**YOUR TASK:** Only those lines running from the line that contains "Mark the hillside town" through the end of the material are to be written out, each exactly as shown.

**STORED RECORDS:**
========

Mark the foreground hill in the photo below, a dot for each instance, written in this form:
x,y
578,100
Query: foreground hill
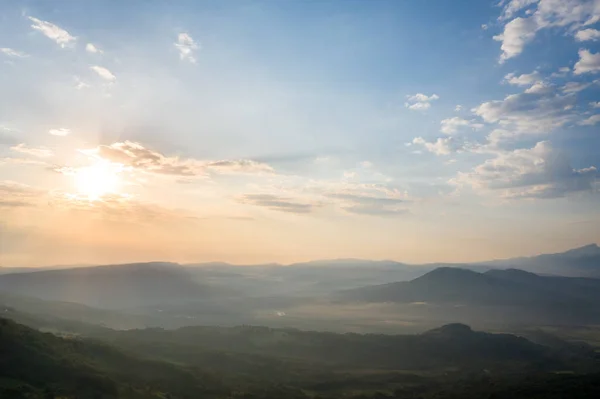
x,y
262,363
111,287
453,346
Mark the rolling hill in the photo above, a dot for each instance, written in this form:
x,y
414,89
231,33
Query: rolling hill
x,y
495,287
578,262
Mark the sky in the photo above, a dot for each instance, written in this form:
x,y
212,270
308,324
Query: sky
x,y
284,131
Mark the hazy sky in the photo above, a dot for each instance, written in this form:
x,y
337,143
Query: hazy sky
x,y
253,131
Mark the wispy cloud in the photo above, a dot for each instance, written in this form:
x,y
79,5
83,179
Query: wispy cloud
x,y
91,48
135,155
538,172
592,120
61,131
588,62
452,125
186,46
36,152
9,52
420,101
13,194
277,203
104,73
588,35
53,32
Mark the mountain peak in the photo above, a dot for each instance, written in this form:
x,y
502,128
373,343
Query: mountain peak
x,y
452,330
448,273
586,250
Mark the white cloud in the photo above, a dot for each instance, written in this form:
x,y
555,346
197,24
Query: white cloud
x,y
588,62
278,203
526,79
91,48
540,88
575,87
451,125
517,33
538,172
587,35
187,47
36,152
570,14
592,120
135,155
54,32
420,101
80,84
61,131
514,6
526,113
442,146
104,73
9,52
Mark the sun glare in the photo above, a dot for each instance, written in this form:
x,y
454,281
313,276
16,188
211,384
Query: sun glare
x,y
97,180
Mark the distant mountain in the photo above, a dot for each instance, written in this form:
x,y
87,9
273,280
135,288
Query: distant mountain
x,y
110,287
577,262
496,287
307,278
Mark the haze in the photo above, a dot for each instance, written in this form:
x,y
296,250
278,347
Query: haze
x,y
252,132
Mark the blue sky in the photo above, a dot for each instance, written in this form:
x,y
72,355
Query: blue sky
x,y
251,131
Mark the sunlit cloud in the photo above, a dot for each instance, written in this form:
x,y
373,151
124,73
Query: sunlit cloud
x,y
53,32
588,62
9,52
278,203
36,152
135,155
61,131
187,47
452,125
14,194
588,35
420,101
104,73
91,48
538,172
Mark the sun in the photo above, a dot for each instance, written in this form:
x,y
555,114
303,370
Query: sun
x,y
98,180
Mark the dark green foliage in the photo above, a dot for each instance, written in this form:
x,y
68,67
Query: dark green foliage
x,y
451,362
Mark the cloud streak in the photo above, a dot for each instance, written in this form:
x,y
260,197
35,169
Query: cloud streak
x,y
420,101
104,73
53,32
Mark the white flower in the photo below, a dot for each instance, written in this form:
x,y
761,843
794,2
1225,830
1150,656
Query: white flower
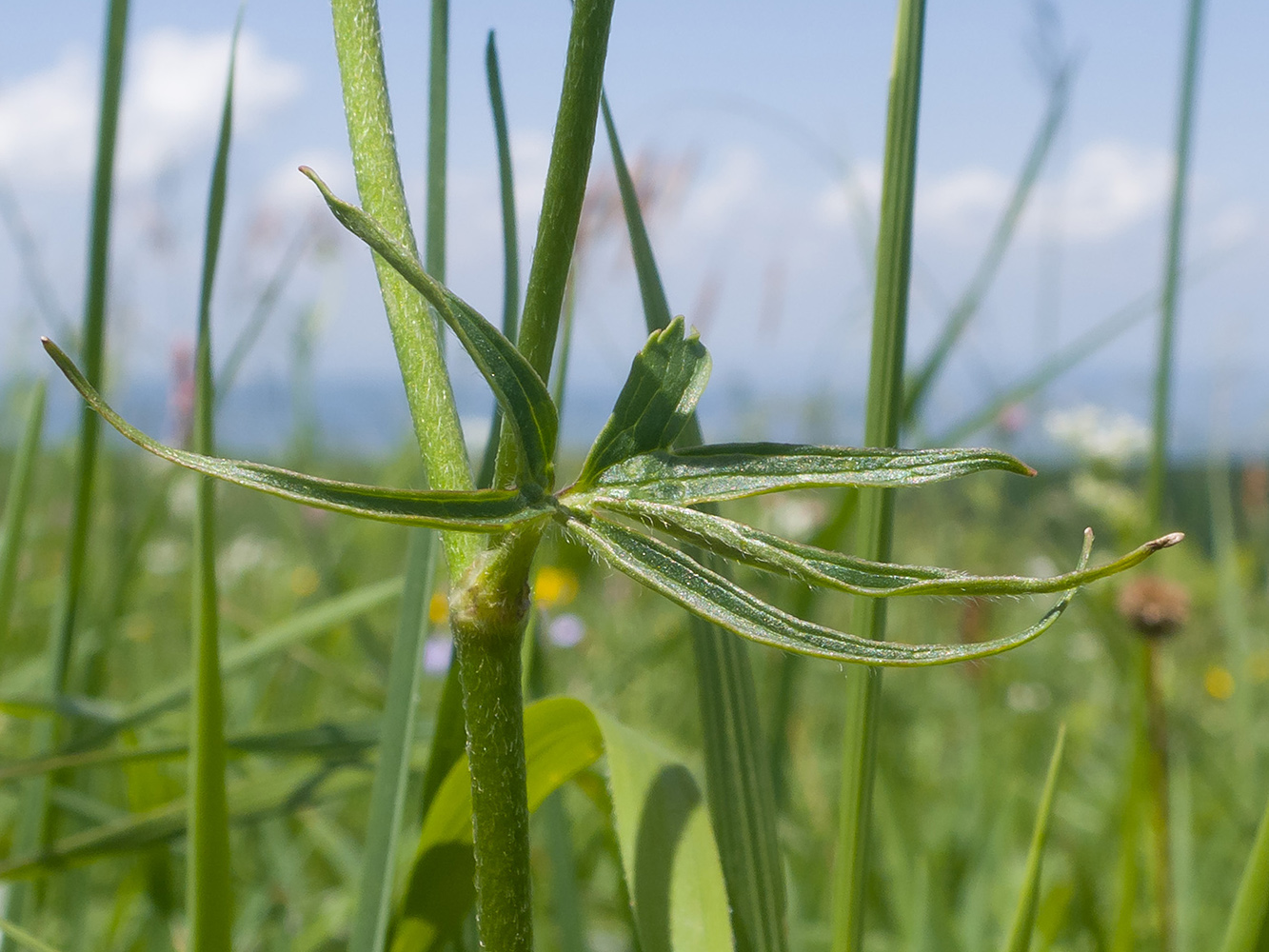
x,y
1098,433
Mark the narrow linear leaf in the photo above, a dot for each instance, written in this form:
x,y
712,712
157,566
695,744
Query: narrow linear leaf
x,y
248,800
742,792
724,471
656,402
208,901
712,597
392,769
510,244
1028,899
519,390
860,577
1249,918
475,510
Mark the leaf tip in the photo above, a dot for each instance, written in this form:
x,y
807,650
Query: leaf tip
x,y
1168,541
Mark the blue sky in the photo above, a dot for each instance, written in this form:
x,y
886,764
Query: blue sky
x,y
751,220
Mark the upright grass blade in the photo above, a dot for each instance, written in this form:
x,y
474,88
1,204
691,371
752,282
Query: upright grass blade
x,y
24,939
392,771
33,826
1028,899
971,300
378,182
877,506
1248,927
739,786
438,136
567,170
1168,305
16,502
1158,471
510,243
208,901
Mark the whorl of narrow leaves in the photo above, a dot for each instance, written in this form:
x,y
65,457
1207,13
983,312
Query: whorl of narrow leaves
x,y
632,474
518,387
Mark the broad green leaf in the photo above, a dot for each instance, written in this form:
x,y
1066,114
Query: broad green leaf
x,y
476,510
860,577
1249,918
667,851
519,390
709,596
248,799
734,470
1028,899
660,394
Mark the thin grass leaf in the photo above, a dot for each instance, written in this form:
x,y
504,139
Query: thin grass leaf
x,y
707,594
659,396
1028,898
31,826
967,307
518,387
860,577
882,421
1249,918
1157,472
208,901
392,771
742,792
327,741
510,244
16,501
24,939
723,471
472,510
260,646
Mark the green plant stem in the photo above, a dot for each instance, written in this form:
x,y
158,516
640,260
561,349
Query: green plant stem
x,y
739,786
414,334
208,902
1158,474
881,429
33,825
487,615
561,204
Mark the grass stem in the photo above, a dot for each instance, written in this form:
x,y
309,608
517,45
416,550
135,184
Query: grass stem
x,y
883,418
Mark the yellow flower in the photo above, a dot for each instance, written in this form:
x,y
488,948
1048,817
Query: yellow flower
x,y
555,586
1219,684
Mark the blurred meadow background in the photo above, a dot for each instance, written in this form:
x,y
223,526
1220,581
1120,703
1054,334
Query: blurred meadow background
x,y
755,135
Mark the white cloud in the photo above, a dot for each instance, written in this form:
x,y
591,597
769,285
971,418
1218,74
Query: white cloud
x,y
967,198
1111,187
171,101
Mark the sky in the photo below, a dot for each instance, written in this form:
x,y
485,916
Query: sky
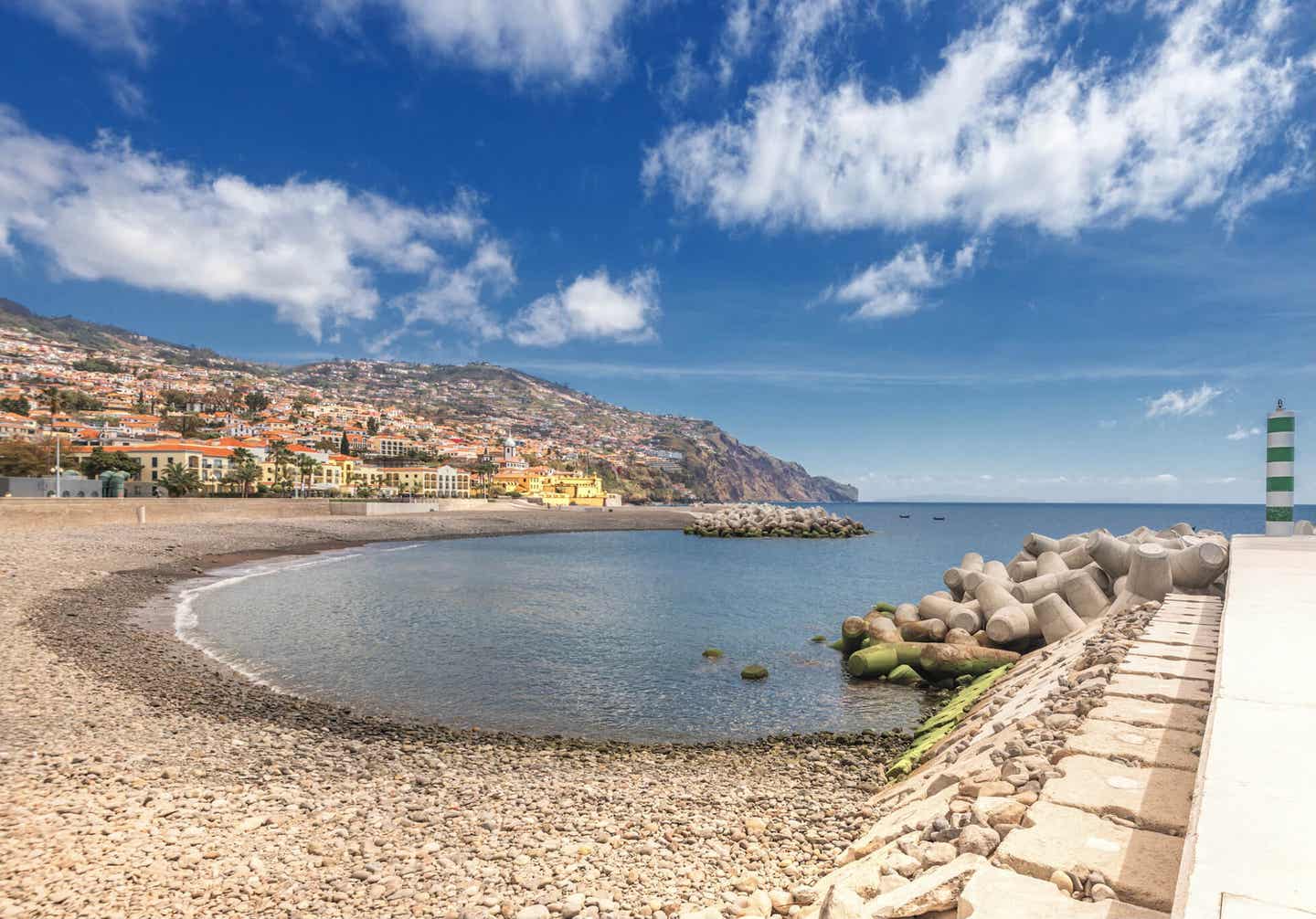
x,y
996,250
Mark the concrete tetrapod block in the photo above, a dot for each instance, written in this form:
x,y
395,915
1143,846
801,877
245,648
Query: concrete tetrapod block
x,y
933,891
1052,563
995,893
1145,745
1158,689
1086,598
1198,565
1113,555
1036,544
1077,557
938,607
1154,798
905,614
1163,667
992,597
1149,572
1173,651
1151,714
1014,623
1032,590
1056,618
1140,865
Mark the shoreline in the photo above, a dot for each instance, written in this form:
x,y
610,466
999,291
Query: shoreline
x,y
96,701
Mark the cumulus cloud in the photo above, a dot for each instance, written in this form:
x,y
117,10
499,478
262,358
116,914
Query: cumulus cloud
x,y
313,250
1011,129
104,24
1175,404
900,286
592,307
559,41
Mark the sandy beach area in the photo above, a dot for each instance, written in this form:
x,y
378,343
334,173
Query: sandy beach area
x,y
137,778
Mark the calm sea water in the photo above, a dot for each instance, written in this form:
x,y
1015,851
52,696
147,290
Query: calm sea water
x,y
600,634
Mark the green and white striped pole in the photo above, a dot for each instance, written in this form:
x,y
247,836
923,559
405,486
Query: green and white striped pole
x,y
1279,472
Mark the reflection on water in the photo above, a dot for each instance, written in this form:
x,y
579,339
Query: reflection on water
x,y
600,634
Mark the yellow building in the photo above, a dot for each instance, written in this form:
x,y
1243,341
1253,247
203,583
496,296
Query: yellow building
x,y
557,490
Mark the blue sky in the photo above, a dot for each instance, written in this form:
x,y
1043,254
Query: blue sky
x,y
1001,250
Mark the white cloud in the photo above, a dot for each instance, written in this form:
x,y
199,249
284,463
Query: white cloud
x,y
1175,404
104,24
794,27
126,95
457,297
899,287
558,41
591,307
313,250
1011,129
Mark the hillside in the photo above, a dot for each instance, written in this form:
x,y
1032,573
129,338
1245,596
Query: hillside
x,y
645,457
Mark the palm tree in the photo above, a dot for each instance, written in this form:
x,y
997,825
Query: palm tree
x,y
178,481
245,470
307,466
281,458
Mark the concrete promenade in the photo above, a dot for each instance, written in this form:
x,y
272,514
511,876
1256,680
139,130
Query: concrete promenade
x,y
1250,850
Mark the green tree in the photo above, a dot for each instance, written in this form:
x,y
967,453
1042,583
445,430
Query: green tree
x,y
17,405
98,365
190,425
307,467
27,458
484,470
178,481
281,460
245,472
105,461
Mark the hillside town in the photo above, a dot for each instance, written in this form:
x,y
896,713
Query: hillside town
x,y
185,425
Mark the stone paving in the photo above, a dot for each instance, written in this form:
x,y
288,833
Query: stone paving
x,y
1077,776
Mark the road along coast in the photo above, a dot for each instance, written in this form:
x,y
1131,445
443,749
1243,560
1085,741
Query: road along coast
x,y
141,780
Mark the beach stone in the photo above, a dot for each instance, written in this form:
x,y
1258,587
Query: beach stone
x,y
938,889
978,840
993,893
1141,867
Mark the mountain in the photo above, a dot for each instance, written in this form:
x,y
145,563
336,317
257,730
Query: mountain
x,y
645,457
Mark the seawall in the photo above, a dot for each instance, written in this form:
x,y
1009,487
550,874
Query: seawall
x,y
42,513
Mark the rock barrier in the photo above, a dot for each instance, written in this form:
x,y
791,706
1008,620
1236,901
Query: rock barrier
x,y
773,521
992,611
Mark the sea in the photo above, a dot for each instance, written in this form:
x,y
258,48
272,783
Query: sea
x,y
601,634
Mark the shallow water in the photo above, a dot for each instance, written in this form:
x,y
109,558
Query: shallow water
x,y
600,634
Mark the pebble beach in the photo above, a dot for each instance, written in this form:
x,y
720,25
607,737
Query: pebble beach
x,y
143,780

========

**RESULT OF THIS TASK:**
Mark the hillside town in the photo above, a dot for each instance, written in this form:
x,y
896,713
Query: hillside town
x,y
185,425
Mark the stone paving in the photo above, a dot for each instance, written in this form:
x,y
288,833
Query: stone paving
x,y
1077,776
Mark the road along coast in the photo above, a dot for each instance, written in this form:
x,y
1131,445
443,749
1243,560
1085,741
Query: road along coast
x,y
141,780
Mark the beach stone in the photo above, a dot for each instance, written in this form:
x,y
1258,587
Query: beach stone
x,y
938,889
978,840
993,893
1141,867
Mark the mountain in the photo above, a dot for each instance, written in this form:
x,y
145,563
336,317
257,730
Query: mountain
x,y
645,457
Mark the seawall in the photo above, a dot for each instance, written in this form:
x,y
1009,487
550,874
Query: seawall
x,y
42,513
Mark the rock barrier in the photo above, a dot for each instance, written in this form:
x,y
791,706
1008,620
1236,901
Query: rock barrier
x,y
773,521
992,611
Mark the sea in the photo above, a dot for each instance, written in this form:
x,y
258,48
272,783
Query: sea
x,y
601,634
Mark the shallow water in the photo above, a dot for each instance, written in this form:
x,y
109,558
Query: shallow water
x,y
600,634
Mark the pebble beach in the photo above, a dot for each instance, written in this form:
x,y
720,25
607,737
Query: pebble beach
x,y
143,780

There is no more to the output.